Items from a data source
------

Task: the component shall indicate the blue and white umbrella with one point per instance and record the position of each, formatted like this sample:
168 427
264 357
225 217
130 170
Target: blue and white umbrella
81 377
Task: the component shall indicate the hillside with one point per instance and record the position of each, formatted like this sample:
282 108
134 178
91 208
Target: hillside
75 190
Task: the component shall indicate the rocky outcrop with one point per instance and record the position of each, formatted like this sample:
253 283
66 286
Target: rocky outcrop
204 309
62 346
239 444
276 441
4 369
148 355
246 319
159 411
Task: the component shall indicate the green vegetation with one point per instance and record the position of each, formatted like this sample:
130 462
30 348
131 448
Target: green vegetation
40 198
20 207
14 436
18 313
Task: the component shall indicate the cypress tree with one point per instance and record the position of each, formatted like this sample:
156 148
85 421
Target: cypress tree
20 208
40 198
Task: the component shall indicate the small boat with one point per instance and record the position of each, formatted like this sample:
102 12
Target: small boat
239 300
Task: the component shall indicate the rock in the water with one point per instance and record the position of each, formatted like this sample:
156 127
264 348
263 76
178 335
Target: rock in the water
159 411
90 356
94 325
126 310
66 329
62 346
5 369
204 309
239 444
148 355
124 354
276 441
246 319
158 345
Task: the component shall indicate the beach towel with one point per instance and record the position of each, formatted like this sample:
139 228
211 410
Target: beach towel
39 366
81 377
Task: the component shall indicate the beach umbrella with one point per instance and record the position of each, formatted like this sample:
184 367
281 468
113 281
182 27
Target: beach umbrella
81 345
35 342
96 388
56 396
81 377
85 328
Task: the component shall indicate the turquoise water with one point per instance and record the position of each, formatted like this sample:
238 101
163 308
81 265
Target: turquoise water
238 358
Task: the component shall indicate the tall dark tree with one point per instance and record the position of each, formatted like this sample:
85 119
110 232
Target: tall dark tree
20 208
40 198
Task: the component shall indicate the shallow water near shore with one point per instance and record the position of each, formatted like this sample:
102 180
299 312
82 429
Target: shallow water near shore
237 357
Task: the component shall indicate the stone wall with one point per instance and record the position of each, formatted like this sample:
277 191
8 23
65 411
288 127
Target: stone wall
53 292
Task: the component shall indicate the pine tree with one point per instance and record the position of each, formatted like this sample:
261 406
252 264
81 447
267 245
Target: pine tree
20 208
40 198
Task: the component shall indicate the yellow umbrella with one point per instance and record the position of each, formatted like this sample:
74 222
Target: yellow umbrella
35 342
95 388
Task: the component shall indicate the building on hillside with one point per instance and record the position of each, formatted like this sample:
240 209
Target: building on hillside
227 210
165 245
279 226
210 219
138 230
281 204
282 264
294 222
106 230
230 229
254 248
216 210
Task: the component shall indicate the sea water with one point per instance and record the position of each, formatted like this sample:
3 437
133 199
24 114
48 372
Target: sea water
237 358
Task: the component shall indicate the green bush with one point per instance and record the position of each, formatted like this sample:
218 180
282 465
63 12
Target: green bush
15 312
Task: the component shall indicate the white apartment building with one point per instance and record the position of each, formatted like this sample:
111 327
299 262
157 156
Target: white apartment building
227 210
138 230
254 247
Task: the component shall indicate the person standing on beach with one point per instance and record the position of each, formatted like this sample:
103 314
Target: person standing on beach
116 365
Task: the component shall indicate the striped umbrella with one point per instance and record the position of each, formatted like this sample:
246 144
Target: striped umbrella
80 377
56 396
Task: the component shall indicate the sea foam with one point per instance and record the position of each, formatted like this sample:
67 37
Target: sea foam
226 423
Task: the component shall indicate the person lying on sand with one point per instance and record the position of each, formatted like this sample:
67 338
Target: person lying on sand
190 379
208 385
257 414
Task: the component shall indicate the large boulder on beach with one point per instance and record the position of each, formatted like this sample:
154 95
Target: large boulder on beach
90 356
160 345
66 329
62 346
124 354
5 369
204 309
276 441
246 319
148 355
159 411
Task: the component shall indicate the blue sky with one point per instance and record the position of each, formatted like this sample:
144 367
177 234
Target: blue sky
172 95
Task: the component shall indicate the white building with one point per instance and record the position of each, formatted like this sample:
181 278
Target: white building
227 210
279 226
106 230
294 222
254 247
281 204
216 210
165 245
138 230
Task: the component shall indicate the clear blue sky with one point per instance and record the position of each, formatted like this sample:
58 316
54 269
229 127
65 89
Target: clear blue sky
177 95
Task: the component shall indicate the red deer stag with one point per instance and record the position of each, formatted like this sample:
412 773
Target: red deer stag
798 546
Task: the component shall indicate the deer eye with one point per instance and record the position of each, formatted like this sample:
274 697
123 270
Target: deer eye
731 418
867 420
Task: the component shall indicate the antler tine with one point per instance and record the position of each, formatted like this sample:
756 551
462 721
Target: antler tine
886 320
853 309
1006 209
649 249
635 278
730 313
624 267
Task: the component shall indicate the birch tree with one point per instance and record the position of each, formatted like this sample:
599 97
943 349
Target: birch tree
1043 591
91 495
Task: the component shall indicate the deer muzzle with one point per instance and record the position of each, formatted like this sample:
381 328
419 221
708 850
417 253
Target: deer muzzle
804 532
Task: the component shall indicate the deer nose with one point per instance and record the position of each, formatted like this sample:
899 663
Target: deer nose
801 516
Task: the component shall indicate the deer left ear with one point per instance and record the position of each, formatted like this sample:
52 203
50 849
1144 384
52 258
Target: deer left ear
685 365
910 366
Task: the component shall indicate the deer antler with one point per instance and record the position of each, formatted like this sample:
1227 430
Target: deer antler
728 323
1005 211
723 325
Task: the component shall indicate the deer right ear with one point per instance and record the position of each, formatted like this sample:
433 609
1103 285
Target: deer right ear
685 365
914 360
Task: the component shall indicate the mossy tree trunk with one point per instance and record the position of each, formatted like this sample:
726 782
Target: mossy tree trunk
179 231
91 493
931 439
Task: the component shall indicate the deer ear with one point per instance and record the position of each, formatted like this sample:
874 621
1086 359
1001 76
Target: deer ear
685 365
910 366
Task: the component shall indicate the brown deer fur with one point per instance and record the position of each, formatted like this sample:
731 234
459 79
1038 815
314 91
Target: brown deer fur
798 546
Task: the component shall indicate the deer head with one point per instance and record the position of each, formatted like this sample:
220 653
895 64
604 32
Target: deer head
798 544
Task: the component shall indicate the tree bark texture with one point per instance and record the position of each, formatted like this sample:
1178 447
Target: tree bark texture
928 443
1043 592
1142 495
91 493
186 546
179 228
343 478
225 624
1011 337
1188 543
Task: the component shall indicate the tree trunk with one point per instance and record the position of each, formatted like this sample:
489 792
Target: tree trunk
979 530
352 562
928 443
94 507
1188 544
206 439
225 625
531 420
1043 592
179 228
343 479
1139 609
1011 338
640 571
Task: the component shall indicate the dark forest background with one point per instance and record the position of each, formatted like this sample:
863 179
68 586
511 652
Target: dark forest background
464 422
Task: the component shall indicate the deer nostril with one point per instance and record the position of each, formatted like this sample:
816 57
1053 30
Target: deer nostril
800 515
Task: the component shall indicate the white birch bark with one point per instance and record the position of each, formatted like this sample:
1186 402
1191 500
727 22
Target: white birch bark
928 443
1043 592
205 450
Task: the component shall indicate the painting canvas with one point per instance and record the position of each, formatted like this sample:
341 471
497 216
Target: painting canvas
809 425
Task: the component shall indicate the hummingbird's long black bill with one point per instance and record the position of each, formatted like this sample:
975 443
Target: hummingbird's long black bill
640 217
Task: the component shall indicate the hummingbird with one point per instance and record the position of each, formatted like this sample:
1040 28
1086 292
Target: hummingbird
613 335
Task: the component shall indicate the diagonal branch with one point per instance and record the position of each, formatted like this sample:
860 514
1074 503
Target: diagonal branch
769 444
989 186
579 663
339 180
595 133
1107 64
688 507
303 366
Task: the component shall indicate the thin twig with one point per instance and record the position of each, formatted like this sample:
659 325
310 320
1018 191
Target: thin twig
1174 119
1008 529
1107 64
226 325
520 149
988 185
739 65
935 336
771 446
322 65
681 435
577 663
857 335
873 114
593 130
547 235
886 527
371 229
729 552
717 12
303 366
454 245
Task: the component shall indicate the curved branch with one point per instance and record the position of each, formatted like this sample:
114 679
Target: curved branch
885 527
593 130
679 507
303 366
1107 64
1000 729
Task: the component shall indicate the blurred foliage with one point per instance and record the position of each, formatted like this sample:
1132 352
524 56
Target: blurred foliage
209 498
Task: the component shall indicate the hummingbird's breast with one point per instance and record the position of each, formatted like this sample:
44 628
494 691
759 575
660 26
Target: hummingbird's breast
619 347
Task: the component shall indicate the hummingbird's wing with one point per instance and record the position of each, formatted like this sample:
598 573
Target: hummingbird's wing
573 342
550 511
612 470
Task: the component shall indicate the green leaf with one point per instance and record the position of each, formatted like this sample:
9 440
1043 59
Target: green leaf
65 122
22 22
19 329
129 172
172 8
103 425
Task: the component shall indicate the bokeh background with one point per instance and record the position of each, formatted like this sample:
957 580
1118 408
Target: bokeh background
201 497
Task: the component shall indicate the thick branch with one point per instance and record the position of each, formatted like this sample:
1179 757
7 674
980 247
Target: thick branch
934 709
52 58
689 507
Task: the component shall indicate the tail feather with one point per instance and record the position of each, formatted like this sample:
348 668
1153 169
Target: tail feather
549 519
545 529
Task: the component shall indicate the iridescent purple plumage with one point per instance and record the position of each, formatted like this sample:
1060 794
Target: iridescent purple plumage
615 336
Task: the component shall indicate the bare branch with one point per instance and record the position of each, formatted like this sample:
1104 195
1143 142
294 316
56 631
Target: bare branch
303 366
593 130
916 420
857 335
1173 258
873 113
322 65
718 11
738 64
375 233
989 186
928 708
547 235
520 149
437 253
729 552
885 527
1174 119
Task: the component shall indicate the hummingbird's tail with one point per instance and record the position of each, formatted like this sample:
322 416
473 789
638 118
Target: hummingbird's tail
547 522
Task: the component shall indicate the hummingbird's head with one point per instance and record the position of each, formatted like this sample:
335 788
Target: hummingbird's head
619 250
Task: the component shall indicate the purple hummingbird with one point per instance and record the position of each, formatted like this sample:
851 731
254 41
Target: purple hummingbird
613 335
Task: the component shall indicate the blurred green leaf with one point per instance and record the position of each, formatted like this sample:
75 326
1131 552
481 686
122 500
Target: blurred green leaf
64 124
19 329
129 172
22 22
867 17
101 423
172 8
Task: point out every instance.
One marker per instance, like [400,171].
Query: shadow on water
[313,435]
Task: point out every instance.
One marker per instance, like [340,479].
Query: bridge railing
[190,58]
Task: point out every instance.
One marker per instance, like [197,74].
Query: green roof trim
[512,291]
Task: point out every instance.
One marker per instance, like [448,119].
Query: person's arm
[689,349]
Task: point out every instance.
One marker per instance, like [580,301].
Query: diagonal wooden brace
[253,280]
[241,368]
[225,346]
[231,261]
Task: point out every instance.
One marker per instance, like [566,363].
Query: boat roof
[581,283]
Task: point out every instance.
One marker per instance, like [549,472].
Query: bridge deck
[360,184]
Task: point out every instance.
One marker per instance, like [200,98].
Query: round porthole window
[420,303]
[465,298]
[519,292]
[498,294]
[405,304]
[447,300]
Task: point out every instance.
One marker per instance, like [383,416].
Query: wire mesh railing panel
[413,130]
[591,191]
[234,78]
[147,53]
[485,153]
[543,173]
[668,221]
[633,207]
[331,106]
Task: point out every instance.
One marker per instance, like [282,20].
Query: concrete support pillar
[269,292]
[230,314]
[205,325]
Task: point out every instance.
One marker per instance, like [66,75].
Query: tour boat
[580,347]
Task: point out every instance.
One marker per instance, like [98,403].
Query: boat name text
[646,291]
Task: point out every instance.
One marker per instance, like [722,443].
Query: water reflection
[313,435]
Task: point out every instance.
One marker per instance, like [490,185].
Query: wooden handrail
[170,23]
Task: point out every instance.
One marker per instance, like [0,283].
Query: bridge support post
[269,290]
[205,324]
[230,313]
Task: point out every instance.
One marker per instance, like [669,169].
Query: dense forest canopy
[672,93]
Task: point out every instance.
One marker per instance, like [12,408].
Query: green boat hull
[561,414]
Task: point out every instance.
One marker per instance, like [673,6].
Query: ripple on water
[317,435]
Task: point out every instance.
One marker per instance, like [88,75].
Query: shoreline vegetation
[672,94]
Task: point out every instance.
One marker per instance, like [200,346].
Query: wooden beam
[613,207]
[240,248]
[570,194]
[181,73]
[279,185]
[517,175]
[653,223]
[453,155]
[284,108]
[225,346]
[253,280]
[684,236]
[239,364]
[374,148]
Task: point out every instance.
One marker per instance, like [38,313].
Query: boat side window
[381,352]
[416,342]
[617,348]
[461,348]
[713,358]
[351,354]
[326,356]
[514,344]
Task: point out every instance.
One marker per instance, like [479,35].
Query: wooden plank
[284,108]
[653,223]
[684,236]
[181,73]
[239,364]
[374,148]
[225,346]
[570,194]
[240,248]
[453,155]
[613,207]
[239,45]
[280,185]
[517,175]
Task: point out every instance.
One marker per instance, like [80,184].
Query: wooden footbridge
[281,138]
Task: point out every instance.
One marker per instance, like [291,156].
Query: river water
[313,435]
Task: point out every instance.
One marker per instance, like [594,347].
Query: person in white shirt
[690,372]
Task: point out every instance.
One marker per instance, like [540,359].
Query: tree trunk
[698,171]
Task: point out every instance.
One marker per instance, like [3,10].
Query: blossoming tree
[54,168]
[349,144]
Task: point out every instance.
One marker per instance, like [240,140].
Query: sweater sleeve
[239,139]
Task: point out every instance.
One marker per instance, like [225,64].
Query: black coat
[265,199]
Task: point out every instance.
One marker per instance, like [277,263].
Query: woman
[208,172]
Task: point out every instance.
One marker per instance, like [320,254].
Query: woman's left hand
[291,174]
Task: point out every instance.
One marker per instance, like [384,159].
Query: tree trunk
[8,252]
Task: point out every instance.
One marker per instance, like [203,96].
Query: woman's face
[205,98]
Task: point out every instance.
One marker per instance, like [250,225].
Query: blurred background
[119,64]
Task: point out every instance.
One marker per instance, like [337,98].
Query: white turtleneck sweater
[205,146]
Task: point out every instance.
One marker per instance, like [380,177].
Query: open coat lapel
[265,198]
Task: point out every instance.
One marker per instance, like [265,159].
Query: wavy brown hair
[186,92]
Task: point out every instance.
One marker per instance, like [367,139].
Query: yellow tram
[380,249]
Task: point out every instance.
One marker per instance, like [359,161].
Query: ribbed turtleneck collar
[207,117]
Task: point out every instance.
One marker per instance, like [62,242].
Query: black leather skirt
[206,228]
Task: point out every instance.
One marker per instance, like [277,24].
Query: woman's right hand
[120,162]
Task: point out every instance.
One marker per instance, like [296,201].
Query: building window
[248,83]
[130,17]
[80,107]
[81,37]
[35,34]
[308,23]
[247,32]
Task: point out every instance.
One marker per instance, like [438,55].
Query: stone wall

------

• _Activity_
Return, with no change at all, every line in the entries above from the line containing "One marker per instance, like [594,347]." through the line containing "One marker per instance, like [380,177].".

• _Response area_
One marker per instance, like [594,347].
Query: person in white shirt
[690,372]
Task: point out every instance.
One marker per instance, like [540,359].
Query: tree trunk
[698,171]
Task: point out every instance.
One marker per instance, like [3,10].
Query: blossoming tree
[54,168]
[349,144]
Task: point out every instance.
One marker per instance, like [240,140].
Query: sweater sleeve
[239,139]
Task: point out every instance.
One marker per instance, like [225,64].
Query: black coat
[265,199]
Task: point out every instance.
One marker per instance, like [277,263].
Query: woman
[208,172]
Task: point out every instance.
One marker per instance, like [320,254].
Query: woman's left hand
[291,174]
Task: point out every instance.
One marker per instance, like [384,159].
Query: tree trunk
[8,252]
Task: point out every instance.
One marker per instance, like [203,96].
Query: woman's face
[205,98]
Task: point out every instance.
One marker per instance, like [250,225].
Query: blurred background
[119,64]
Task: point out every instance.
One marker per instance, like [337,98].
Query: white turtleneck sweater
[205,146]
Task: point out every instance.
One marker per instance, like [380,177].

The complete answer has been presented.